Set problem A: According to the Doctor Who villains excerpt, which Dalek story do some fans still hold to be the best one to date?
Set problem B: Please write the next part of the Doctor Who villains excerpt, picking up after its final sentence.

Tony Fyler tackles the ‘difficult second
Sontaran.’
The ‘difficult second
album’ is a well-known and understood concept – talents that seem to burn
bright and brilliant on their first outing are given the chance to wow with a
second shot, but the pressure separates those that can deliver from those with
nothing more to give.
The same is occasionally
true of Doctor Who villains. The Daleks blew the doors off the imaginations of
a nation’s children when they first trundled into view, but could they do it
again? Yes, as it happened, they really could – The Dalek Invasion of Earth is
still held by some fans as being the best Dalek story to date. Similarly, the
Cybermen were a big hit in The Tenth Planet, but The Moonbase could have been
the end of them. Notsomuch in reality, thanks largely to a creepy metallic
make-over and, less courageously than Terry Nation’s Dalek Invasion, a relative
re-run of their debut story. The Ice Warriors were a striking success the first
time out, and while in their second story, they didn’t crash and burn, they
weren’t as much of a runaway success – leading to their return only twice more
in the Classic series.

Excerpted records:

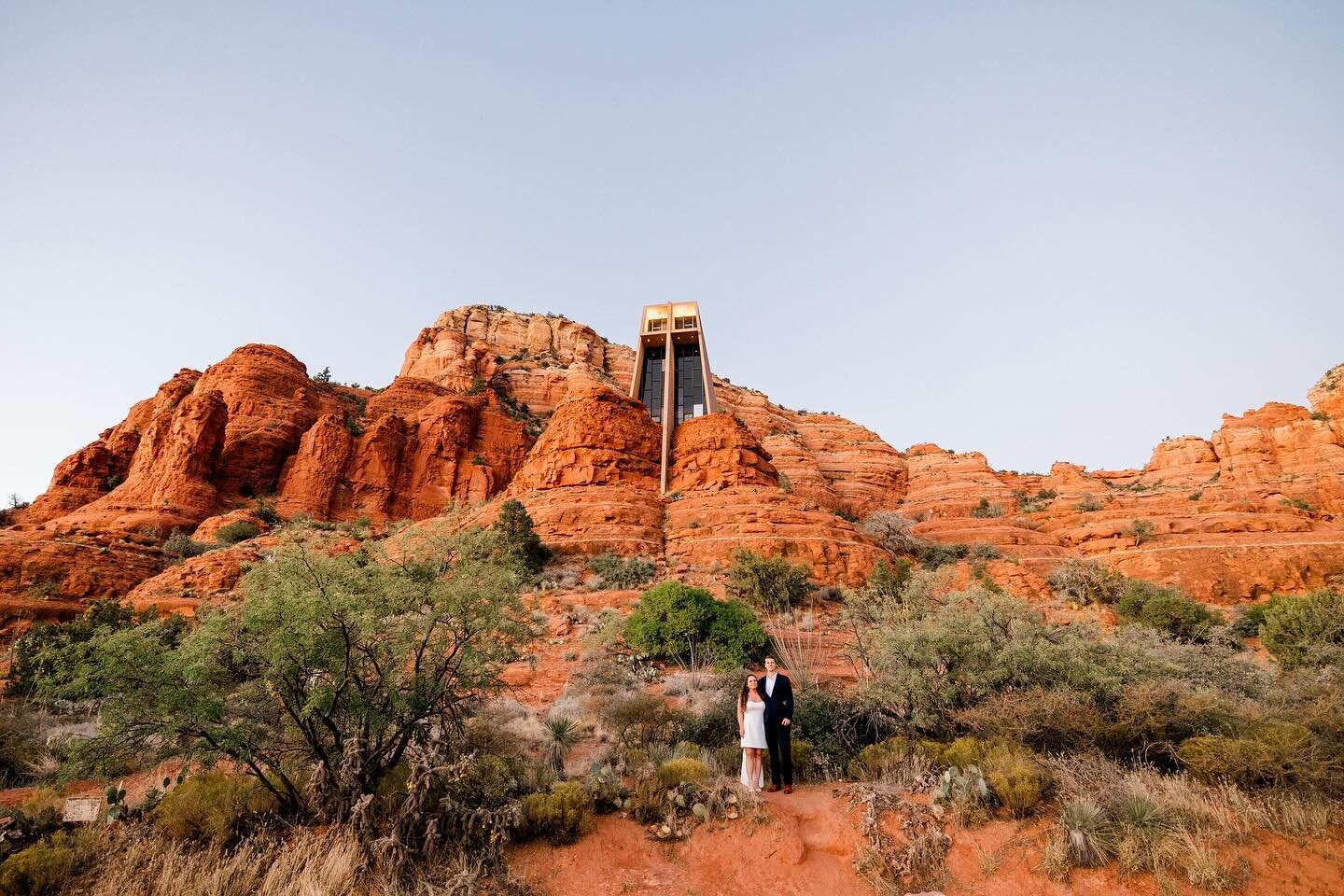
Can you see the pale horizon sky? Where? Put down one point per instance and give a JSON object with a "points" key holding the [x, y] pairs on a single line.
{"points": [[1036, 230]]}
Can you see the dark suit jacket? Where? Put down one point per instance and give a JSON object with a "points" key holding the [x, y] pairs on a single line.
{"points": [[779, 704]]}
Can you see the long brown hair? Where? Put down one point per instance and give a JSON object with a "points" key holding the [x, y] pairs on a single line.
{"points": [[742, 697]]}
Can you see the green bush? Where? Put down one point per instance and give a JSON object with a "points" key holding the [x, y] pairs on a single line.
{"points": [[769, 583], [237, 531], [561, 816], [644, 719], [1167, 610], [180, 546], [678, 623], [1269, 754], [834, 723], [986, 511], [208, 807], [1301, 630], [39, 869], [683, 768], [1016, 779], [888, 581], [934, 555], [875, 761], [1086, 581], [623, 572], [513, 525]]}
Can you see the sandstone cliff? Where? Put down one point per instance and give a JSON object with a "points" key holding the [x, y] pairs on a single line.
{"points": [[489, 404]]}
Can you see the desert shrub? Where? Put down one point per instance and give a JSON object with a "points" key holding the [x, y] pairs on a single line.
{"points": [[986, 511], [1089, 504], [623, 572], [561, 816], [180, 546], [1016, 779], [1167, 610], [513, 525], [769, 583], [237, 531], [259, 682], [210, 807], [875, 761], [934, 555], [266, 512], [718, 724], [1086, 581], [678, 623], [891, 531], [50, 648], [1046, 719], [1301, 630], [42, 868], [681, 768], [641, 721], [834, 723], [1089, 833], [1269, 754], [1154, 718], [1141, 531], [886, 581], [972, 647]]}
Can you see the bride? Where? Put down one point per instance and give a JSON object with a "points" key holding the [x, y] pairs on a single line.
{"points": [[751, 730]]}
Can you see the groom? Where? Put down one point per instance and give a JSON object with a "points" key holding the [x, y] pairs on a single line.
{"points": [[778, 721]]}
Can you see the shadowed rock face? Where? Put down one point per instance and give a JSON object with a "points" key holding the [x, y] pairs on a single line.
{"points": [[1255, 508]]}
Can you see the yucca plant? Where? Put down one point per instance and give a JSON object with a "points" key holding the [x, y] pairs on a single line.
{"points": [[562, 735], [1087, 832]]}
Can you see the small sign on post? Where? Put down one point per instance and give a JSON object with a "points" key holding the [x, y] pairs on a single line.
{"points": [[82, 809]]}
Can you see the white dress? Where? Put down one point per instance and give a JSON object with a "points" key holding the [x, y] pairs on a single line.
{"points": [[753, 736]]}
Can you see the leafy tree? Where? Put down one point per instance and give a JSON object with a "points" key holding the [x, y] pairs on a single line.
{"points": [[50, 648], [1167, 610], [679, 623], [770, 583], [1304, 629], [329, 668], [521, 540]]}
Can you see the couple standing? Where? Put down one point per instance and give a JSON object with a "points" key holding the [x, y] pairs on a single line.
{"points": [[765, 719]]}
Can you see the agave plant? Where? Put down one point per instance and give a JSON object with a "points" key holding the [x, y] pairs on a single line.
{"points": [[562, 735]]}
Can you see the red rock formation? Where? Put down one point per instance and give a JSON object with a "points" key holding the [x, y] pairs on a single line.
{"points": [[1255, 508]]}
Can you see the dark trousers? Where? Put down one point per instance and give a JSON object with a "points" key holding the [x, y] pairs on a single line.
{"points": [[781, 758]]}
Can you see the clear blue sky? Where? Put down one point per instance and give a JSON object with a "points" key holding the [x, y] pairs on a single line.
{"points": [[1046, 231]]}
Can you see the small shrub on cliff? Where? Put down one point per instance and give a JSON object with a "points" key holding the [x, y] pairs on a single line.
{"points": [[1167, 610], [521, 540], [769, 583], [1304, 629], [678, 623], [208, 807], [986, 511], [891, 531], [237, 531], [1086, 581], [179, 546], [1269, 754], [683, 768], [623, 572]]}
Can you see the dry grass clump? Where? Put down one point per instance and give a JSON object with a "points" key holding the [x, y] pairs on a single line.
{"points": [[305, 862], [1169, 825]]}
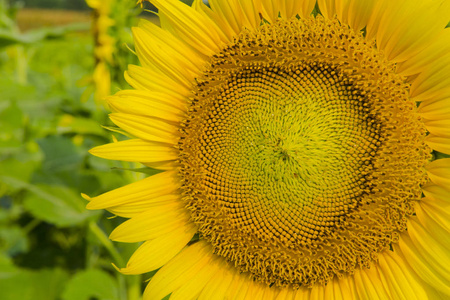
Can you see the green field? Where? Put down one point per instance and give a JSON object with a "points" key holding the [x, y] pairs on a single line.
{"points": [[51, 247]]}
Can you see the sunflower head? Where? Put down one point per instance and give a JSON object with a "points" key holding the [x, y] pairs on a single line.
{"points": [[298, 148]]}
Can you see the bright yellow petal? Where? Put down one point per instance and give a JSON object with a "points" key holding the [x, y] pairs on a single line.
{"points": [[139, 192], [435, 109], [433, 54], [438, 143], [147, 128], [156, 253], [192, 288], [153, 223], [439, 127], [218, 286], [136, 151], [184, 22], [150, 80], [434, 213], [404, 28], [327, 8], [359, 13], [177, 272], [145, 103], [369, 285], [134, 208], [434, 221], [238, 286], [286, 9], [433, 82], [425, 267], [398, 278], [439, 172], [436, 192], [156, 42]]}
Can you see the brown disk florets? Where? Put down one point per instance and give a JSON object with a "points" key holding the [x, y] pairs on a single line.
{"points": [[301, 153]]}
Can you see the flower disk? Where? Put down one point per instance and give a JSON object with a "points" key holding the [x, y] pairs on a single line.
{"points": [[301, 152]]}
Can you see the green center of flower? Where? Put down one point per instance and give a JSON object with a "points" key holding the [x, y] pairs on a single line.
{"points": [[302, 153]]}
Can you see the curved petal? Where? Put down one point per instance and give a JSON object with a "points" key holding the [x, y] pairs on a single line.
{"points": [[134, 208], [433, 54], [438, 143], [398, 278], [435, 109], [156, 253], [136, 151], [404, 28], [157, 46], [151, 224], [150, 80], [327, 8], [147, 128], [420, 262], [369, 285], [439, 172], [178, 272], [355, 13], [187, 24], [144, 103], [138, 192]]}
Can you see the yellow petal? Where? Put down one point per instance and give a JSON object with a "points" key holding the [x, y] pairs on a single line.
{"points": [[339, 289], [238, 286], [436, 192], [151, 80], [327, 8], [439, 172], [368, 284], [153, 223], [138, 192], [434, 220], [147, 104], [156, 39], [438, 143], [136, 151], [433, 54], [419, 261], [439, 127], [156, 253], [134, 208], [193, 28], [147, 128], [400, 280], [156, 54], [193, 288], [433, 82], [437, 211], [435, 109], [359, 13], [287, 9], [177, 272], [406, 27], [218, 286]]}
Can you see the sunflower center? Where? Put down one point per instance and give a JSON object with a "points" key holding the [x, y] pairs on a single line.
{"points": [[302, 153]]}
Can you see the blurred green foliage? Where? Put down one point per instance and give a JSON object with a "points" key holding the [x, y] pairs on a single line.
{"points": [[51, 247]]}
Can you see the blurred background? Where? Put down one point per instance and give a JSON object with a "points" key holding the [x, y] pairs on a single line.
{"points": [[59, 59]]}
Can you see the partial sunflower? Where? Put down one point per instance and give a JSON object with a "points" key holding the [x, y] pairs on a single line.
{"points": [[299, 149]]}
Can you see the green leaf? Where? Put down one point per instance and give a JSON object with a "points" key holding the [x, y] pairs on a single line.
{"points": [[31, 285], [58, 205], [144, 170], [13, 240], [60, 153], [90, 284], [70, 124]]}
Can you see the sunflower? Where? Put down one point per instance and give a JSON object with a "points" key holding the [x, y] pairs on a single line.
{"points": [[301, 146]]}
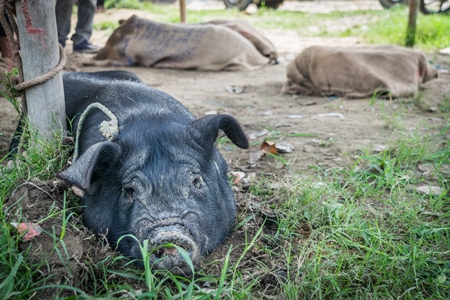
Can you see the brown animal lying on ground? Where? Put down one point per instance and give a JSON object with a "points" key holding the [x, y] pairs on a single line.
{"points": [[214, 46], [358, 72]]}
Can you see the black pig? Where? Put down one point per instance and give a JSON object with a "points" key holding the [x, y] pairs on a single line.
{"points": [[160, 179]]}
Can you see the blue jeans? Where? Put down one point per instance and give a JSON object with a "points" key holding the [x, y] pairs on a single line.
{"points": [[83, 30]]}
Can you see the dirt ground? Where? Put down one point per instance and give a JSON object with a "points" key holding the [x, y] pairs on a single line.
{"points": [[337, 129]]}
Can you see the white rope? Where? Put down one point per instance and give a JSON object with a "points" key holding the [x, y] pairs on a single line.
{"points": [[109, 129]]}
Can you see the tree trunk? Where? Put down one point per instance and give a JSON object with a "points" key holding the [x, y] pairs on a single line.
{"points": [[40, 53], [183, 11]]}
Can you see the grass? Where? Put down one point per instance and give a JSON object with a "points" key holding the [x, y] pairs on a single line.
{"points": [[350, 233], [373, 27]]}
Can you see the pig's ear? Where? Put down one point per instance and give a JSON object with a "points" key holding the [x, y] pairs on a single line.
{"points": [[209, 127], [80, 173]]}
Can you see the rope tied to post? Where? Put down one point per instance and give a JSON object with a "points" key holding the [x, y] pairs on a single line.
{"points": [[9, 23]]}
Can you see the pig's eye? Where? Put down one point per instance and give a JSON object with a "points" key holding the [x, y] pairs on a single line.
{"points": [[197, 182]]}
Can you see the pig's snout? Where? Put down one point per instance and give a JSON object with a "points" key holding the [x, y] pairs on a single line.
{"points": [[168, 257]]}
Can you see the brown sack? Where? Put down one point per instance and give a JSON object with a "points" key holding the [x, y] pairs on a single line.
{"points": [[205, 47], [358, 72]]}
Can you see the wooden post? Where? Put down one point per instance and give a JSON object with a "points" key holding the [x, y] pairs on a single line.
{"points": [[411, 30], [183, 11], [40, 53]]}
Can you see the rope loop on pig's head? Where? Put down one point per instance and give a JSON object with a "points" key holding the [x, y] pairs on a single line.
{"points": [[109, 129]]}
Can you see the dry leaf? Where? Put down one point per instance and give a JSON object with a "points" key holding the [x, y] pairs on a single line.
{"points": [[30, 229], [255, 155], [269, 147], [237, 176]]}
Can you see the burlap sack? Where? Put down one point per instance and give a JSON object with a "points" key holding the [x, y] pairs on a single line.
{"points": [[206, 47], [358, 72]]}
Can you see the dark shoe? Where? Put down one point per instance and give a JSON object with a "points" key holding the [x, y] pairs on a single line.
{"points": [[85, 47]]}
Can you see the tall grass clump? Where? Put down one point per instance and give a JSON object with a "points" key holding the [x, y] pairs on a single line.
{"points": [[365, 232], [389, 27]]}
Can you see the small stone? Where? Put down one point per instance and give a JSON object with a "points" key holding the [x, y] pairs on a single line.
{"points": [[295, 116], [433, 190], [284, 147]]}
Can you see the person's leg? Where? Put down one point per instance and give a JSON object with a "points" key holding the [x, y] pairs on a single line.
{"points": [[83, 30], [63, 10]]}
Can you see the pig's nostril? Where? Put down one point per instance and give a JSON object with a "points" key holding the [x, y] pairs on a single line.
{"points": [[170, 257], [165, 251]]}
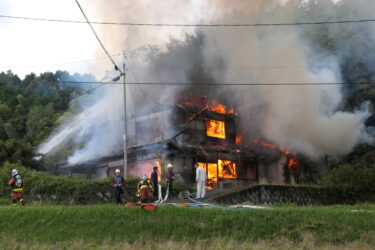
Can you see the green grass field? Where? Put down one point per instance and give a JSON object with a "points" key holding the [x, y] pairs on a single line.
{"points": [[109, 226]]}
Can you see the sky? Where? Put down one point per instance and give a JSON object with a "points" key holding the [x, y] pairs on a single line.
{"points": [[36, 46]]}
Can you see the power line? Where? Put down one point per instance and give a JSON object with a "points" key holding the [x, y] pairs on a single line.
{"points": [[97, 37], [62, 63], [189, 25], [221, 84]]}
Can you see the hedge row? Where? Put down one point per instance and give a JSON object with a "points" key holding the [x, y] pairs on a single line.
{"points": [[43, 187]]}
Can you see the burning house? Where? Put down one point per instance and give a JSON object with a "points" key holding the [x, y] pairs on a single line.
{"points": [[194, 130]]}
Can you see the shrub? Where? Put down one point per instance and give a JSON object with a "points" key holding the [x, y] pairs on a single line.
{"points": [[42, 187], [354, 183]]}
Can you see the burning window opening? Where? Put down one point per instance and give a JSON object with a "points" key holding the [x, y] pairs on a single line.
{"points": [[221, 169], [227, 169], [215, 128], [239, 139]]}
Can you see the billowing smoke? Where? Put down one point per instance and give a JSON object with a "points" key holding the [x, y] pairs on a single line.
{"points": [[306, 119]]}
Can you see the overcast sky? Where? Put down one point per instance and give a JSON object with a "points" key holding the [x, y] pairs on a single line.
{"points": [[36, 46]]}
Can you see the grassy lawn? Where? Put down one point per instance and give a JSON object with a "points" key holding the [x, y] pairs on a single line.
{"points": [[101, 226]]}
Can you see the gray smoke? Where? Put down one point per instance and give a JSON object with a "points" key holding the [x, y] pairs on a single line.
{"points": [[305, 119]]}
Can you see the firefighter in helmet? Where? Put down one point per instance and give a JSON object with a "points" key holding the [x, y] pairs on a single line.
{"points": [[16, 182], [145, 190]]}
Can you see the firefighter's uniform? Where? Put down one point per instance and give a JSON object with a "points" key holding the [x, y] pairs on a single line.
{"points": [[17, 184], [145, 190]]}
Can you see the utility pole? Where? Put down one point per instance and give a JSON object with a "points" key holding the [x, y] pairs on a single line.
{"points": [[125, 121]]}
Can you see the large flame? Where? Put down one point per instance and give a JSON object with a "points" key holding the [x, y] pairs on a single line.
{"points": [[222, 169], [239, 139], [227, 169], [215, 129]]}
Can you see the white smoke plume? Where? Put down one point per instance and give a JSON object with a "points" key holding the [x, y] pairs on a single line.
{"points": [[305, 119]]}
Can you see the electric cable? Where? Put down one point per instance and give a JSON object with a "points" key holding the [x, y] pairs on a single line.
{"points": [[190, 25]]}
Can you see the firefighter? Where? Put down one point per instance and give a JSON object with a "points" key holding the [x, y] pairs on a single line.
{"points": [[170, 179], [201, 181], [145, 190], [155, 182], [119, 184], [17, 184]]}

Answer A: The Dalek Invasion of Earth.

Answer B:
The Sontaran Experiment
was the ‘difficult second album’ for the potato-faced clones from Sontar.
The Time Warrior
established them as a satire on militarism, and delivered a visual impact that
gave them solid appeal, both in the body and head, and in their spherical
spaceships. A few throwaway lines in Holmes’ script gave them a chunky
background – they were at interminable war with some lot called the Rutans…
apparently. In short, they were more fully realised than many one-shot aliens –
but could they pull off a successful second story?
In retrospect, fan opinion
is divided as to whether The Sontaran Experiment succeeded. In a season of four
and six-parters, it feels intrinsically rushed and squeezed into its
two-episode format, and the fact that Field Major Styre, the Sontaran doing the
experimenting, doesn’t appear till the dying seconds of Episode 1 doesn’t help
convince the viewer of the story’s merits.
The pacing’s odd, too – it
feels like it’s both on fast forward and stuffed with filler at the same time.
The GalSec astronauts, who for no reason that’s explained in-story have South
African accents, are a universally forgettable bunch of stock humans, and Harry
Sullivan, action man, bless him, is never more redundant than here, as Tom ‘mad
as a box of frogs’ Baker goes hung-ho into the action – at least until he
cracks his collarbone, and is stunt-doubled for the big duel at the end.
And then there’s that
robot. Dear oh dear, there’s that robot.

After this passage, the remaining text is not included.